### Written instruction
From the Cornell-Yale hockey text below, list every school it names by school name, leaving out team nicknames.

** START Given passage **

Record: 11-4-3
Series Record: 79-57-5
Friday, January 25
Last Meetings:
November 4, 2011 & February 11, 2012
The drought ended. That was the storyline from last season for the Cornell-Yale series. At least from Cornell's perspective. Cornell traveled to Ingalls Rink to confront the then-reigning ECAC Champions after a loss to Mercyhurst that could not be described scarcely as anything but embarrassing.
Cornell defeated the Elis by a score of 6-2. Freshmen from Cornell's highly celebrated and acclaimed then-freshmen class tallied three goals in the victory. The abrupt change in the complexion of the Cornell-Yale series continued until the end of the season when Cornell finished the sweep of the Bulldogs for the 2011-12 season at Lynah Rink.
Cornell would end its 2011-12 run in the ECAC with a loss to Harvard in the 2012 ECAC Championship Semifinals and a win over Colgate in the consolation game. Yale ended its season the week prior against its unrequited hockey rival, the Crimson.

** END Given passage **
** START Dataset extract **

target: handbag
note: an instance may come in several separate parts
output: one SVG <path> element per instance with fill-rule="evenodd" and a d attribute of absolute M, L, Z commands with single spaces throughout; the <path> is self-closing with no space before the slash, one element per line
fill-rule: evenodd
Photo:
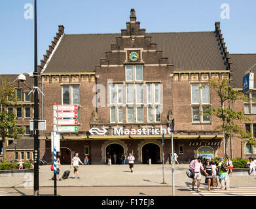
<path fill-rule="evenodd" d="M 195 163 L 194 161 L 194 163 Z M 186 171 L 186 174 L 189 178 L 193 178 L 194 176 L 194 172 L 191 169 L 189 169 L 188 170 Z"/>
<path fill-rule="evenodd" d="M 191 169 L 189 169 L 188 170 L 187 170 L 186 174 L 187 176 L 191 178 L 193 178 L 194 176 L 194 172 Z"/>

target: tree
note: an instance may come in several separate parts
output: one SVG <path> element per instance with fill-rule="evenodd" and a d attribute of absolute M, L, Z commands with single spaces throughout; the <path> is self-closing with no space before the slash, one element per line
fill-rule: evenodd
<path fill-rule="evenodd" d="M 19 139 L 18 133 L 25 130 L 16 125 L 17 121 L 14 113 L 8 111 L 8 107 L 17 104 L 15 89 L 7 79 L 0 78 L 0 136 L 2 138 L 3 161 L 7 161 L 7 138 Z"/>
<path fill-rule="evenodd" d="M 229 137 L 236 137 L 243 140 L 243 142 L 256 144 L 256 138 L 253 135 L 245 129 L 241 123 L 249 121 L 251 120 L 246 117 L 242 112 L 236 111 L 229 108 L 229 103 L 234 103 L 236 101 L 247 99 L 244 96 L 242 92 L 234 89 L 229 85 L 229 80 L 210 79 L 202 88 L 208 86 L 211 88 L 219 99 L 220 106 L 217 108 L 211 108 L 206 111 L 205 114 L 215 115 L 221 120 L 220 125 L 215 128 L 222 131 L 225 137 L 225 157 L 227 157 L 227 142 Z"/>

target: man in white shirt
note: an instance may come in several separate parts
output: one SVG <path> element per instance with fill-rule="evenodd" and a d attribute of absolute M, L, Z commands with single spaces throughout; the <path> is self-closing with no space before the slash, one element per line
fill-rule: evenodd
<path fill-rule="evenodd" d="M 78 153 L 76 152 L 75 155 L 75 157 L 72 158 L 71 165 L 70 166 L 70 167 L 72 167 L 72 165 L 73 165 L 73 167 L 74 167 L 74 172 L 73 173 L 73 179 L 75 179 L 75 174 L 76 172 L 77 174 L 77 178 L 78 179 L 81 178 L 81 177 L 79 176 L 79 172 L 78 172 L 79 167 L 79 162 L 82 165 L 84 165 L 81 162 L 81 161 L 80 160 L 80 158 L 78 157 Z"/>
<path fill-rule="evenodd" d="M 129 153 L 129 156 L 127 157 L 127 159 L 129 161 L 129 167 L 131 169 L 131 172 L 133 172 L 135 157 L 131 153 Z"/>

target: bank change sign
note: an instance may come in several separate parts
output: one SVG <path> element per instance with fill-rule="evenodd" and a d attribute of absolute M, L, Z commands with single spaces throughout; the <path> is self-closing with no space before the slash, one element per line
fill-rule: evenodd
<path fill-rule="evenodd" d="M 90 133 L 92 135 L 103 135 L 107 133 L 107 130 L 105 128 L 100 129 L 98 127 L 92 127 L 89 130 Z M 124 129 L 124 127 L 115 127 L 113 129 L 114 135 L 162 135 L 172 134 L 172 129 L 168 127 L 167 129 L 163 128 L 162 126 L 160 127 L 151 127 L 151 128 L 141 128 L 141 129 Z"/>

** END Dataset extract **
** START Dataset extract **

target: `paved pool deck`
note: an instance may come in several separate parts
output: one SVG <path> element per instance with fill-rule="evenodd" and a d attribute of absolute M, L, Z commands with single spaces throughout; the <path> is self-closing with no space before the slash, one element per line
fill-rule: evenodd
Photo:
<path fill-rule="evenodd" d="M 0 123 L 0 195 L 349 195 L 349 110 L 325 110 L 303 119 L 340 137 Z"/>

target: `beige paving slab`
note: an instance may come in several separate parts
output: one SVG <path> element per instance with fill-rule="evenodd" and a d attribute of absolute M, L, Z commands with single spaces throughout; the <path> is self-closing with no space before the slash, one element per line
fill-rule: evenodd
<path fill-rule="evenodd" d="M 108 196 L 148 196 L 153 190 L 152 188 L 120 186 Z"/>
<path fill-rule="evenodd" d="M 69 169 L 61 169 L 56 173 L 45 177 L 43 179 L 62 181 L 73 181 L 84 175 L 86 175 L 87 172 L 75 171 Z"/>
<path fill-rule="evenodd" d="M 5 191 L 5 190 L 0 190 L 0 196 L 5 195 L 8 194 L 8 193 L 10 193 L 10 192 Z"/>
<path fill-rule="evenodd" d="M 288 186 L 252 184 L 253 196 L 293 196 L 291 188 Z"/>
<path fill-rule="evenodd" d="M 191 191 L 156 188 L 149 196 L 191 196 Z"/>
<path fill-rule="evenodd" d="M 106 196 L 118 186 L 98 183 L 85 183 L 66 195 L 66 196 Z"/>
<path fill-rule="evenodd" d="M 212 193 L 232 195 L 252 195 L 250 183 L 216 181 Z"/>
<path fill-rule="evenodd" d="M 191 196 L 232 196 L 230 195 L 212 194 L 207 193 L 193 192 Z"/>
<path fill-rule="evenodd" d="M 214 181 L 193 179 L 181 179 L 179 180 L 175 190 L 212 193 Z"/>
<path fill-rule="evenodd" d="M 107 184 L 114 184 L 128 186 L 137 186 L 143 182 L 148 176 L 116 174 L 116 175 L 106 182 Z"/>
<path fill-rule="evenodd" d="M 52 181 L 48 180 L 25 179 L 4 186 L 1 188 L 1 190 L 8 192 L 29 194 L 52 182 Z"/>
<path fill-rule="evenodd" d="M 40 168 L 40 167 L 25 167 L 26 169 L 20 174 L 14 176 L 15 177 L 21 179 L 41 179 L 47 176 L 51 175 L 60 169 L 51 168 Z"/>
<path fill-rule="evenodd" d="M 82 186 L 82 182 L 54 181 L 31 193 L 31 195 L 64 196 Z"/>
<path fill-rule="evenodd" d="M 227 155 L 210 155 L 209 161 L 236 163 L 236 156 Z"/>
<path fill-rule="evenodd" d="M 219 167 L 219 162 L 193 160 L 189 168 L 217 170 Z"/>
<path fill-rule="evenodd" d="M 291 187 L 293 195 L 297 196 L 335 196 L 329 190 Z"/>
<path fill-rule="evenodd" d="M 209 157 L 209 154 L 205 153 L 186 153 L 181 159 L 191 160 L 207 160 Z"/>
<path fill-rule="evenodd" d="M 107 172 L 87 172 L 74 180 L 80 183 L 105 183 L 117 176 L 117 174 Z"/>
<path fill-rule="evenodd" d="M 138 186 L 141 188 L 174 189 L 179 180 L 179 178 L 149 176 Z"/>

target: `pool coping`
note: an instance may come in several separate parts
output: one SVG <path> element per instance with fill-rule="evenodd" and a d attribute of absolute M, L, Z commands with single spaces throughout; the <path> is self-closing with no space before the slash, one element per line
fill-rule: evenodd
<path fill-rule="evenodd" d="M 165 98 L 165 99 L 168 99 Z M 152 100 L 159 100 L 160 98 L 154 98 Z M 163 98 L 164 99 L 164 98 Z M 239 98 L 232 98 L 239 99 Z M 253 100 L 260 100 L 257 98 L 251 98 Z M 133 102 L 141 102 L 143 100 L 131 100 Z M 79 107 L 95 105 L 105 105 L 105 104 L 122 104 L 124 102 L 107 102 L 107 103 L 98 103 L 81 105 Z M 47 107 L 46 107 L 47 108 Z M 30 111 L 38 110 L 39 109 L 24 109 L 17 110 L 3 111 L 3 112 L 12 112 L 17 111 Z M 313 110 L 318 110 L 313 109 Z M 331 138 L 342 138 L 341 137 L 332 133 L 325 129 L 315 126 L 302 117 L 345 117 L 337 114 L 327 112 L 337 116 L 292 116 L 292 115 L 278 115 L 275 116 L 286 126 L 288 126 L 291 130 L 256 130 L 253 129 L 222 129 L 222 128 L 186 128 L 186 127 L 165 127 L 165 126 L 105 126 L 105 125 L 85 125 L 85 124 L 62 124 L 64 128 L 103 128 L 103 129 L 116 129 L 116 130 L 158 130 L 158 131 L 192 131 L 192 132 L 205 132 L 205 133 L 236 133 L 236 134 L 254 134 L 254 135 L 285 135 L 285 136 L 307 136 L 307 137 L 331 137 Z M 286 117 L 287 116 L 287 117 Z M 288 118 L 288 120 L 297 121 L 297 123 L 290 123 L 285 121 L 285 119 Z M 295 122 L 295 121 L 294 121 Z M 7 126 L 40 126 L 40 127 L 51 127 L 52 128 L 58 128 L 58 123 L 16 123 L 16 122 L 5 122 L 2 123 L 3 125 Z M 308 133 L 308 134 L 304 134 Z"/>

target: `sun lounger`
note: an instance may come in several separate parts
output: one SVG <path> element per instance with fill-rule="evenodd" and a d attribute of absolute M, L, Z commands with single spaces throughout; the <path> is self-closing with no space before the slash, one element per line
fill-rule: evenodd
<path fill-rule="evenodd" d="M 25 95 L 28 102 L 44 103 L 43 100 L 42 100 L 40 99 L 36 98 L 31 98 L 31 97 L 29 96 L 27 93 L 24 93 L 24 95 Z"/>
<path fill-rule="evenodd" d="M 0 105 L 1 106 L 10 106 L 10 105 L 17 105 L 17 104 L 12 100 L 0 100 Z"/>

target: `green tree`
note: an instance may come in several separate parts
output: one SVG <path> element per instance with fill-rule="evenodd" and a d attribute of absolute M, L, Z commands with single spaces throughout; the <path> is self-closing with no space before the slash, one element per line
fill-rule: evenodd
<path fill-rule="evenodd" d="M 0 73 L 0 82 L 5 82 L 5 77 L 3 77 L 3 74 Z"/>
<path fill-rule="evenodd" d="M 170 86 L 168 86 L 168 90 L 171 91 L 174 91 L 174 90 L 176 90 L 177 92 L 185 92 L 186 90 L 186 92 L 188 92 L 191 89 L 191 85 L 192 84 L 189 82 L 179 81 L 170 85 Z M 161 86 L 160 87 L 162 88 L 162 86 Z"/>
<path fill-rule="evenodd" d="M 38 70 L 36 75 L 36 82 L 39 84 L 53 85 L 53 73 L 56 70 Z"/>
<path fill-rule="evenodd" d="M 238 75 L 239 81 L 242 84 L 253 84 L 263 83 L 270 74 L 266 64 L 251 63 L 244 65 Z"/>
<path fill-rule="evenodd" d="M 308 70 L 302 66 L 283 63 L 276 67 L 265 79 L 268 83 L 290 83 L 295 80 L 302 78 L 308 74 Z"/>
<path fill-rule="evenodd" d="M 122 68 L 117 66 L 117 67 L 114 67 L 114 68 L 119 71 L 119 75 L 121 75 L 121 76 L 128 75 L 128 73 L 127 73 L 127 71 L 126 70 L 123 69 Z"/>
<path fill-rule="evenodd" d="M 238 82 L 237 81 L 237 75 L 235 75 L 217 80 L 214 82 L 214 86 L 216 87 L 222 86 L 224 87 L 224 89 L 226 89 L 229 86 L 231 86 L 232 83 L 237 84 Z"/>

** END Dataset extract **
** START Dataset extract **

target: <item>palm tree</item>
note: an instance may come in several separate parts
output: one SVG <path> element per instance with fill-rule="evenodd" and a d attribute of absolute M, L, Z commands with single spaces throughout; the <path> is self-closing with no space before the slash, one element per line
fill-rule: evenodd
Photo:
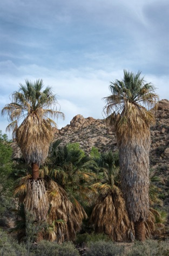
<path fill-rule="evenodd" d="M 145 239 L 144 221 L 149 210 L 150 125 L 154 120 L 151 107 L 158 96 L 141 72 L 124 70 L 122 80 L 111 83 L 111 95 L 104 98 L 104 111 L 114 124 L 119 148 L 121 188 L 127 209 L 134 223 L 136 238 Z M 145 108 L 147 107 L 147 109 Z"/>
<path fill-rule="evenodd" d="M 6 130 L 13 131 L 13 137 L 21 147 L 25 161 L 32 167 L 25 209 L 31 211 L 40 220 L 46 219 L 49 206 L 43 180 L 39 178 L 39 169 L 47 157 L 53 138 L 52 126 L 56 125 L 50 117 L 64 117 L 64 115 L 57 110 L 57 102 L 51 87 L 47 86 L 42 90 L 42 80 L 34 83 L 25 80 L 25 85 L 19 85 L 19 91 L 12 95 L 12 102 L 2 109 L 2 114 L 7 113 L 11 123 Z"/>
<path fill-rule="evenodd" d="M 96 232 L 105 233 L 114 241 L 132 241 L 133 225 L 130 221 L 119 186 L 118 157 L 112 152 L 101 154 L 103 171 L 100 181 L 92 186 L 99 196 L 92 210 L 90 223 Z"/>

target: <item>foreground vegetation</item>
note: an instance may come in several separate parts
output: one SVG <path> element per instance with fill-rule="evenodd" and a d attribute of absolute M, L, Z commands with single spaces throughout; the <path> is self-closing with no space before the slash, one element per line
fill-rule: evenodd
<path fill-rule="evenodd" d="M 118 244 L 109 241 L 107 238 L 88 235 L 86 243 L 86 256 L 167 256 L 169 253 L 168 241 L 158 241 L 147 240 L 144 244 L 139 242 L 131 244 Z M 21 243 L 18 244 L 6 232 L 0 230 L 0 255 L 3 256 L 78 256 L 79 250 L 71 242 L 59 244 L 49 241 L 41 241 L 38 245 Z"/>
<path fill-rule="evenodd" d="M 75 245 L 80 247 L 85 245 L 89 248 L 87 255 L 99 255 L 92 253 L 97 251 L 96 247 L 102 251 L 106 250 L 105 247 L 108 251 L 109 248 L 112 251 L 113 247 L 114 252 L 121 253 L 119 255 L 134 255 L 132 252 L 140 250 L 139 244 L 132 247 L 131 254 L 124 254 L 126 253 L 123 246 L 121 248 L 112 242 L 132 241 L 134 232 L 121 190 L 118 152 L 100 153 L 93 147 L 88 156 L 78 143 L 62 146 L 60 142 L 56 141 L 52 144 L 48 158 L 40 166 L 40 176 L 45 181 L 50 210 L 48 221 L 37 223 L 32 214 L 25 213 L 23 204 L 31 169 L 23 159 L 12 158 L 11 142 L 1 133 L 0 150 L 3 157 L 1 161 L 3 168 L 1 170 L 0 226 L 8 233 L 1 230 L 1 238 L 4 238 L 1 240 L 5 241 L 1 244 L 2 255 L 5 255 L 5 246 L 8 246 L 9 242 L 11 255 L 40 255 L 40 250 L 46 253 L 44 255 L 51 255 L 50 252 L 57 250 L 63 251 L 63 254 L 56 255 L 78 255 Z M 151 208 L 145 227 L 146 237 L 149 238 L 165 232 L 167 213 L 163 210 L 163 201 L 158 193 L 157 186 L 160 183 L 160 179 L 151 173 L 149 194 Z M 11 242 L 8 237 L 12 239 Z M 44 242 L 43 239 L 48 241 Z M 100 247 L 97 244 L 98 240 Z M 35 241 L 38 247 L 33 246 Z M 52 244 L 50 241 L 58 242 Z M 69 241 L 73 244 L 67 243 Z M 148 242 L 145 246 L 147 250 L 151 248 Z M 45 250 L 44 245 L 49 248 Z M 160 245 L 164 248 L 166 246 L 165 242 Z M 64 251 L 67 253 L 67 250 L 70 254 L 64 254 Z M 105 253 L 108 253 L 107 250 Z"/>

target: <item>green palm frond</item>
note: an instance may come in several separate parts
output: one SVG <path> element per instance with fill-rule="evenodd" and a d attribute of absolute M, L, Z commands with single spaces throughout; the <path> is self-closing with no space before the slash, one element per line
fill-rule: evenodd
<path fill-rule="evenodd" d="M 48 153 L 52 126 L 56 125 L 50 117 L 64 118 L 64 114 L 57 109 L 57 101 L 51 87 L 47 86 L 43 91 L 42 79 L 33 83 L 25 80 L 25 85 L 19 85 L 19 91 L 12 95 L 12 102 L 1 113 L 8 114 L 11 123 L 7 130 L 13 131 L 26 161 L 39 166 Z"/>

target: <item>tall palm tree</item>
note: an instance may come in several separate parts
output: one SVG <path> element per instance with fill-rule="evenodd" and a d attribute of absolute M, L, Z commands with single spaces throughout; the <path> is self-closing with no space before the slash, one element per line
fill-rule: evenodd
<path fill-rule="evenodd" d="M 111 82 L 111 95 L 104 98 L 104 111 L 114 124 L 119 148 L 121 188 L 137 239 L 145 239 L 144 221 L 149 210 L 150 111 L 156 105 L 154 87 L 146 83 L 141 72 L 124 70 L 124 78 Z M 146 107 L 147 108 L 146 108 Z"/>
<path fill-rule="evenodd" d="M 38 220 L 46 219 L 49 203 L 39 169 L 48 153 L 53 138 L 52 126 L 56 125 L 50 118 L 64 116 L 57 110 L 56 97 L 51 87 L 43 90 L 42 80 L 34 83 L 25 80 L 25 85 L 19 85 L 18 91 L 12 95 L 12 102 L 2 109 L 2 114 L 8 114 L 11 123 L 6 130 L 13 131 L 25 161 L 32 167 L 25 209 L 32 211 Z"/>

** END Dataset extract **

### Output for this task
Cornell, Yale, Mercyhurst, Harvard, Colgate